(DATASET EXCERPTS Opens)

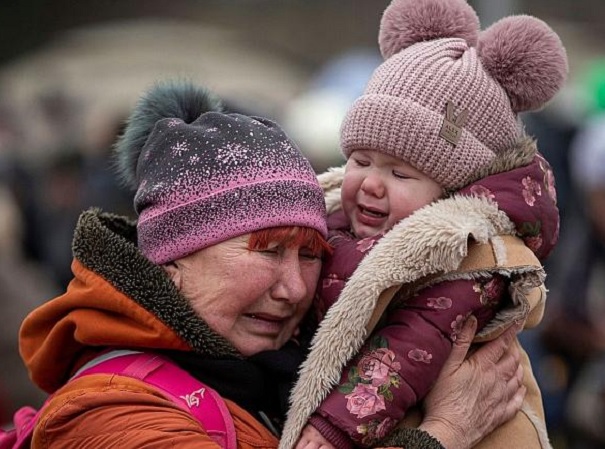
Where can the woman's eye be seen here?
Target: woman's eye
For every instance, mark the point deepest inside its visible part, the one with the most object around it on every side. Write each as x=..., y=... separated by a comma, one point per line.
x=308, y=254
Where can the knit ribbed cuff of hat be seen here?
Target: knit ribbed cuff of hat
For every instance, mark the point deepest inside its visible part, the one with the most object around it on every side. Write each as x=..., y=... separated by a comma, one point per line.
x=410, y=438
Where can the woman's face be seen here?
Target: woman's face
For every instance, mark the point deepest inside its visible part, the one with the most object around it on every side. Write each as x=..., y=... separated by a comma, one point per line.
x=254, y=298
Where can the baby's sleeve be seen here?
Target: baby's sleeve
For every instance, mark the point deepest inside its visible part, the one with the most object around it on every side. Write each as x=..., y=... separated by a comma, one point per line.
x=400, y=362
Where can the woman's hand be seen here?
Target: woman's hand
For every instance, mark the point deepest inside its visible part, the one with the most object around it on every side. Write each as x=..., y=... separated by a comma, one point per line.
x=475, y=395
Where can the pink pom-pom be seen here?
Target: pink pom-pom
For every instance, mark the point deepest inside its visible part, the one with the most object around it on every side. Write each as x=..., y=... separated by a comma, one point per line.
x=406, y=22
x=526, y=57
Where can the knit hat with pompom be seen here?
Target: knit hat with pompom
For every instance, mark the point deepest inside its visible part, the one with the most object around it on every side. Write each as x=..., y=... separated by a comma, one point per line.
x=203, y=176
x=447, y=96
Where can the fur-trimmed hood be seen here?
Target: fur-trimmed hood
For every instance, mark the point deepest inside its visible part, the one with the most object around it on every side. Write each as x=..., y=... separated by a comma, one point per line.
x=116, y=299
x=471, y=232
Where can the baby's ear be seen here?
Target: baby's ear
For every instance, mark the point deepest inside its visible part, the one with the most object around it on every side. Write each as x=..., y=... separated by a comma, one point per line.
x=526, y=57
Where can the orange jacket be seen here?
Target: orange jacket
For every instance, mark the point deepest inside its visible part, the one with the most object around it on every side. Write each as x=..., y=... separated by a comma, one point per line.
x=118, y=299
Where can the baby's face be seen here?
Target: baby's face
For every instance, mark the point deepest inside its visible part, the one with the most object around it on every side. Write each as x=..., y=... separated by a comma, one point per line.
x=379, y=190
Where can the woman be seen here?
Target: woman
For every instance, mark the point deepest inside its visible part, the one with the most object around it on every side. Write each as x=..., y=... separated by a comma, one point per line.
x=217, y=275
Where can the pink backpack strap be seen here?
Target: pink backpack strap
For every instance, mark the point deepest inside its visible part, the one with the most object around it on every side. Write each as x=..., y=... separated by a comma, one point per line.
x=192, y=395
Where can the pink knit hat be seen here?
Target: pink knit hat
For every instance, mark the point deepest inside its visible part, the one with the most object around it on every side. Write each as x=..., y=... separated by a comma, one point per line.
x=447, y=97
x=203, y=176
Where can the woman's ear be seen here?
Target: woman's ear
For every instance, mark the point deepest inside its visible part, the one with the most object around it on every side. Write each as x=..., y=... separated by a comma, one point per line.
x=172, y=269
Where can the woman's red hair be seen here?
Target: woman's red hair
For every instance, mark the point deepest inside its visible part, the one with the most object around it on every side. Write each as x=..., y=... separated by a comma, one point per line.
x=290, y=236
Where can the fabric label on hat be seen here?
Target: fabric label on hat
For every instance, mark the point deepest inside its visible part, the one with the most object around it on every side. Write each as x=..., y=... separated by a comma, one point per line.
x=451, y=130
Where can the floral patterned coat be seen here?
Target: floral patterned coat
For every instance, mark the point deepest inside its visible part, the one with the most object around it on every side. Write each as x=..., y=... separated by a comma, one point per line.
x=433, y=285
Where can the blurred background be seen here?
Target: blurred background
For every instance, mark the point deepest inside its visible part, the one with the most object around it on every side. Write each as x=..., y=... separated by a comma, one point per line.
x=71, y=71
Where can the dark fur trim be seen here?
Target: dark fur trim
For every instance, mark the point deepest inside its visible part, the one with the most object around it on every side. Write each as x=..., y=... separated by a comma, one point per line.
x=411, y=439
x=168, y=99
x=106, y=244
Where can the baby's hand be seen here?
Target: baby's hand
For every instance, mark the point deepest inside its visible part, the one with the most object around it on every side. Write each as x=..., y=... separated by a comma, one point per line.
x=310, y=438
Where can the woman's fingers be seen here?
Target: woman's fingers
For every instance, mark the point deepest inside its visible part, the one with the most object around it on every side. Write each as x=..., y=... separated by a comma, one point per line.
x=493, y=351
x=461, y=345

(DATASET EXCERPTS Closes)

A word-for-word retyping of every record is required, without the pictures.

Where can the woman's eye be seen here?
Target: woman's eye
For every instance, mark the point deepest inside its visible part, the one with the most object around it on every side. Write each as x=..., y=... separated by a comma, one point per line.
x=308, y=254
Where can the knit ribbed cuff of hat be seen here?
Target: knit ribbed cuff of hat
For every instance, mark the point deepest inside its visible part, the one with the most object around it on every side. Write each as x=..., y=... separated by a comma, one point per line.
x=410, y=438
Where can the woman's face be seen here?
Target: woman's face
For every instance, mark the point deepest inside its visible part, the one with the most object around it on every side. Write each as x=..., y=... separated by a comma, one point per line.
x=254, y=298
Where can the baby's sleeve be seen here?
Target: baby's sleeve
For every instance, mark the point deepest inside its visible part, the one with the most object around it on every side. Write each as x=..., y=... separated by a comma, one point per line.
x=400, y=362
Where can the woman's hand be seen here?
Target: woman's hand
For every instance, mark the point deepest inside its visible part, the one with the most object around it on every side. Write each as x=..., y=... separated by a comma, one point per line.
x=475, y=395
Where can the pink pom-pom be seen here?
Target: pink pom-pom
For every instance, mark the point deepest inside its visible part, the one with the most object around it on every side. Write each as x=..., y=... separated by a comma, one point per line.
x=406, y=22
x=526, y=57
Where can the knit hat with pompom be seen here?
Target: knit hat with pompom
For every instance, mark the point deepest inside its visible part, the one with the most object around it on every side. Write each as x=..., y=... separated by a comma, one point per line.
x=203, y=176
x=447, y=96
Where can the fur-trimmed hood be seen here?
Target: fur-trimmed hood
For every instance, mark the point deepest inside its visible part, the one with the most object around it on every side. Write each as x=..., y=... separated by a comma, one point per line.
x=116, y=299
x=471, y=232
Where can the baby's ear be seen here?
Target: baby's ear
For every instance, mark the point deepest inside its visible part, the one with the most object around it on every side. Write each as x=..., y=... separated by a comma, one point per line.
x=526, y=57
Where can the orange jacket be seen here?
Target: orange jacket
For every instance, mark the point deepest inside its visible part, the one with the most object around it on every side. Write each as x=..., y=... separated by a comma, one point per line.
x=118, y=299
Where can the baby's face be seen here?
Target: baby's face
For every instance, mark the point deepest inside its visible part, the one with the most object around it on every side. Write each as x=..., y=... separated by a comma, one point per line.
x=379, y=190
Where can the woman be seen here?
Target: woman
For every instance, mark the point deepest inside its visible part, the one with the most object around it on every side. Write each as x=..., y=... separated by a comma, one point per line.
x=217, y=275
Where can the pink backpack strap be seen here?
Target: pink backpack strap
For every instance, mark the point deepest inside its visible part, the one with the most object around it on every side. Write each as x=..., y=... separated by a comma, one point per line.
x=192, y=395
Where can the pink knit hat be seen here?
Target: pink knit hat
For every instance, mark the point deepest inside its visible part, the one with the most object around it on every side. Write each as x=..., y=... separated by a comma, one point per line.
x=447, y=97
x=203, y=176
Where can the woman's ear be seen here?
Target: woman's ear
For every instance, mark the point deepest inside its visible part, the one with the most object around it on every side. Write each as x=..., y=... separated by a comma, one point per line.
x=172, y=269
Where can the woman's red hair be seen here?
Target: woman's red hair
For every instance, mark the point deepest inside its visible part, the one with the most object around it on every side. Write each as x=..., y=... separated by a comma, one point per line.
x=290, y=236
Where can the fabric label on hat be seen here?
Target: fabric label on hat
For every instance, mark the point deepest inside its visible part, the one with the most object around it on every side. Write each as x=..., y=... separated by a comma, one point per line.
x=451, y=130
Where can the floral patterned coat be seen here?
Target: floral patterned coat
For every instance, mark the point deepest inside its visible part, the one with the most object around it on every side. Write each as x=..., y=... separated by a comma, one point per line.
x=433, y=285
Where can the blurred background be seen here?
Target: blurred background
For every instance, mark the point deepest inside its visible part, the one with the most object around it on every side. Write each as x=..., y=... separated by a comma, one point per line.
x=71, y=71
Where can the dark fur trim be seen here?
Target: dark fur trim
For every instance, mark the point deepest inside its visible part, the one with the most object around it on every side. Write each as x=..., y=... separated by a comma, one point per line.
x=411, y=439
x=168, y=99
x=106, y=244
Where can the baby's hand be seen here?
Target: baby's hand
For every instance, mark the point deepest inside its visible part, the one with the most object around it on every side. Write each as x=..., y=... separated by a comma, one point per line.
x=310, y=438
Where can the woman's fingers be seen here?
Target: woman's fingers
For every instance, mark the point deepest inside its visible part, the one with the most object around it on every side. Write each as x=..., y=... separated by a comma, one point per line.
x=493, y=351
x=461, y=345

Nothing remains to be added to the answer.